*PROBLEM TO WORK ON:* Copy out the part of the records that opens with the line containing "sale in the provided image" and closes with the line containing "[422,210,623,389]", swapping "grassy field" for "green meadow" and leaving everything else unchanged.

▼

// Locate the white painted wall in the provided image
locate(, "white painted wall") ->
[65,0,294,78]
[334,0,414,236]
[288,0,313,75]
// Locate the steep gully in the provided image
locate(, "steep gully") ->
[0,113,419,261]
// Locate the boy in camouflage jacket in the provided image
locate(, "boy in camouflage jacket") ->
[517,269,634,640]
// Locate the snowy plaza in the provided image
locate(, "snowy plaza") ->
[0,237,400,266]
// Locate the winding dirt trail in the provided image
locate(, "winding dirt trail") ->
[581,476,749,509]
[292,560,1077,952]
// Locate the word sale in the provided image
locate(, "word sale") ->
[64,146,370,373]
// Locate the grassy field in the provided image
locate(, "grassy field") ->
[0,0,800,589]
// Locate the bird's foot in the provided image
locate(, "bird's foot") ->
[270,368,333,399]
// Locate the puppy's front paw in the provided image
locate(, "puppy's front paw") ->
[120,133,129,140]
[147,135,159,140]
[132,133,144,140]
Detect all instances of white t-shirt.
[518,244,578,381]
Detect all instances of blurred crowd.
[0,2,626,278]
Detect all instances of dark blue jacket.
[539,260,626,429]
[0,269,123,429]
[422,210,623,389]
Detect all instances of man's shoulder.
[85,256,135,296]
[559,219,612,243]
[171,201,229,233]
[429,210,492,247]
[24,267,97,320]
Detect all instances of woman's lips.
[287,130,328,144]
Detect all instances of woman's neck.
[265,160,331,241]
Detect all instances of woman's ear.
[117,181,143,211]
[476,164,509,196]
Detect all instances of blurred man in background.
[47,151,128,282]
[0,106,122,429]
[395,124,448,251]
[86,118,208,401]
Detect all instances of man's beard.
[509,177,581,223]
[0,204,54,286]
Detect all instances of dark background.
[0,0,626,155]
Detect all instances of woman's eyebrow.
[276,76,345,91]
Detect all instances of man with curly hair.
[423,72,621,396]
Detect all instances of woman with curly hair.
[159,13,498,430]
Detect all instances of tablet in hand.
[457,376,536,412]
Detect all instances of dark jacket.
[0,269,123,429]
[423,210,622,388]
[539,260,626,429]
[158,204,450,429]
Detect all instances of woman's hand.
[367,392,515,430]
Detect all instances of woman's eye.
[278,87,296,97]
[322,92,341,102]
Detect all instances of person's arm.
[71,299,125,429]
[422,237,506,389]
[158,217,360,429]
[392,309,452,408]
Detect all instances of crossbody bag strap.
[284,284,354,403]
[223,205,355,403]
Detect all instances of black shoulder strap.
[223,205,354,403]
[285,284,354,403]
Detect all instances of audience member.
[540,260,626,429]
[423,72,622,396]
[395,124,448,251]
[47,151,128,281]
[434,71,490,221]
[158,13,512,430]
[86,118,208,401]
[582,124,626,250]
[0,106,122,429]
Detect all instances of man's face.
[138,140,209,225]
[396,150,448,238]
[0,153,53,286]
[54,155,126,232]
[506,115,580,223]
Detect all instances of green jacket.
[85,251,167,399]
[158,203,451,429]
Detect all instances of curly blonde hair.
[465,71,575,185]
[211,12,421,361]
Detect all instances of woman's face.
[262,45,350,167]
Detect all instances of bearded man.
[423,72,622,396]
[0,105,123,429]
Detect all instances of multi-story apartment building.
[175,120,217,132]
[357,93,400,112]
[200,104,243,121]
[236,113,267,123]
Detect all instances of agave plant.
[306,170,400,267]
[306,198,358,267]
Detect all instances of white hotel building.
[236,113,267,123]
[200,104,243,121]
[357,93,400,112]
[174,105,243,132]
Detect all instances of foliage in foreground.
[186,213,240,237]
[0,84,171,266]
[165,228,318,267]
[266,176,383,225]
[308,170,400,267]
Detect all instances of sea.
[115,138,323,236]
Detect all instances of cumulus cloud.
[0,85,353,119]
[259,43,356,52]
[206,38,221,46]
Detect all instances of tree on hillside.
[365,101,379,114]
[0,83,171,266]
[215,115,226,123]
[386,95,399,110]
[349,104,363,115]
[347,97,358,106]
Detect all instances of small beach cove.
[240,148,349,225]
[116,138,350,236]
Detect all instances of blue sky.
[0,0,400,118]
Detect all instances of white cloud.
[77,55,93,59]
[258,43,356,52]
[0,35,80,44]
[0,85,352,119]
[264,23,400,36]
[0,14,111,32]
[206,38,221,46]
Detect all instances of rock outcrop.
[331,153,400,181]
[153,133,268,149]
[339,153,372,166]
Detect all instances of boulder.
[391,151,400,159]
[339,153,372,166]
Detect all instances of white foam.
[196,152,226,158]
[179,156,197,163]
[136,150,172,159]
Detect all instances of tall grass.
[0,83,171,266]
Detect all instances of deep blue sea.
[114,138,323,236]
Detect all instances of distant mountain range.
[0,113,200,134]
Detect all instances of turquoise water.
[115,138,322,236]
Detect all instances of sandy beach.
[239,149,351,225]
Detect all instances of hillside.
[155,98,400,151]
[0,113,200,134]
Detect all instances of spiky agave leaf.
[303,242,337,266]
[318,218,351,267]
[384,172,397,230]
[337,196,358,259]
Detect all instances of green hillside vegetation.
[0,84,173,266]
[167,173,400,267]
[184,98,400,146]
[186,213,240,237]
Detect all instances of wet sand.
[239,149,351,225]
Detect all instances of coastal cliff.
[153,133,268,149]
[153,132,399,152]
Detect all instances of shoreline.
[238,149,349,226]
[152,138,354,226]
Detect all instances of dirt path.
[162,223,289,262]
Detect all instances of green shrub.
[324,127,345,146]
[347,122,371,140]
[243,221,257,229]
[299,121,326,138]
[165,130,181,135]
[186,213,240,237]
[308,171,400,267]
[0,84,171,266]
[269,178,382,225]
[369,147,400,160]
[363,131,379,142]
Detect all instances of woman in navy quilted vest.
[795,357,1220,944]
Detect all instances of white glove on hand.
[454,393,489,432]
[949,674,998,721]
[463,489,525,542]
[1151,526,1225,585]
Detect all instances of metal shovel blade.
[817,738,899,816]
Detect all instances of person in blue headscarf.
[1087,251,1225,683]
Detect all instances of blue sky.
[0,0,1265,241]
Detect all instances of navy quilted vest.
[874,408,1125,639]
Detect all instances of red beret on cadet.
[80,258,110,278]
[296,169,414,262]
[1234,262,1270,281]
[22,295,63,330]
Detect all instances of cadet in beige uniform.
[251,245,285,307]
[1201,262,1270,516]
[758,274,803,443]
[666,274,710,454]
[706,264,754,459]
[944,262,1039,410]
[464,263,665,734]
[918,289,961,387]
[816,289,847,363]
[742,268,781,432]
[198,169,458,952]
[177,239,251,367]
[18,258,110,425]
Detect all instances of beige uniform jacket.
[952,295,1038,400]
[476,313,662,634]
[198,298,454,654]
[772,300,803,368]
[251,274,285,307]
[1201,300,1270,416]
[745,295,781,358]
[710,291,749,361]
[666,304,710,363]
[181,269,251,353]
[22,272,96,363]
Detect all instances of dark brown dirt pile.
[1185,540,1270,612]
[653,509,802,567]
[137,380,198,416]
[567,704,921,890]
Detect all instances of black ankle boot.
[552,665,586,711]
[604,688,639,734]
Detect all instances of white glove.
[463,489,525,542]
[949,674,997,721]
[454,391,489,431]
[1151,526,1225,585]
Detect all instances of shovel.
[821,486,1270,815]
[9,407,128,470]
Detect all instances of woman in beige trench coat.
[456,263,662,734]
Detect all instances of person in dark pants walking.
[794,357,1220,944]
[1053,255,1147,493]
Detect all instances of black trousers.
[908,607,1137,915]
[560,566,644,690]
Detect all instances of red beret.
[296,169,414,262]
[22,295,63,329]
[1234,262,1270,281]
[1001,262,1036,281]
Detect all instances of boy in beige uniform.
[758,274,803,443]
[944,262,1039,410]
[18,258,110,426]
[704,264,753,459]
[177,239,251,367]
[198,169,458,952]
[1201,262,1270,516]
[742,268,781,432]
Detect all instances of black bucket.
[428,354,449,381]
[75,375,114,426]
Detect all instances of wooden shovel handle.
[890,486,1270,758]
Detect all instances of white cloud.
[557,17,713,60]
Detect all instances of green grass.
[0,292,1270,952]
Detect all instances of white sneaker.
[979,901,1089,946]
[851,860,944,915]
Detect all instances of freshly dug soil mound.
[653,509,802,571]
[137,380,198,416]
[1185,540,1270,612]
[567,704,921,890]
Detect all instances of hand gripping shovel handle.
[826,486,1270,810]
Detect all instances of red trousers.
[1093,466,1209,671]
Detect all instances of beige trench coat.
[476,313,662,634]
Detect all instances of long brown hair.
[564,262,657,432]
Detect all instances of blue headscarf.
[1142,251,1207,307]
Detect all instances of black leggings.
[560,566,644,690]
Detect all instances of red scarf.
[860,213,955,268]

▲

*TASK ANSWER:*
// Locate the word sale in the provided image
locate(, "word sale") ->
[64,146,370,373]
// Locate the green meadow in the provided image
locate(, "green meadow") ->
[0,0,800,589]
// Locate the bird's foot in the provided image
locate(, "bird's foot") ->
[270,368,333,399]
// Locate the puppy's front paw in the provided image
locate(, "puppy's front paw") ->
[120,133,129,140]
[147,135,159,140]
[132,133,144,140]
Detect all instances of white t-shirt.
[518,244,578,381]
Detect all instances of blurred crowd.
[0,2,626,278]
Detect all instances of dark blue jacket.
[539,260,626,429]
[0,269,123,429]
[422,210,623,389]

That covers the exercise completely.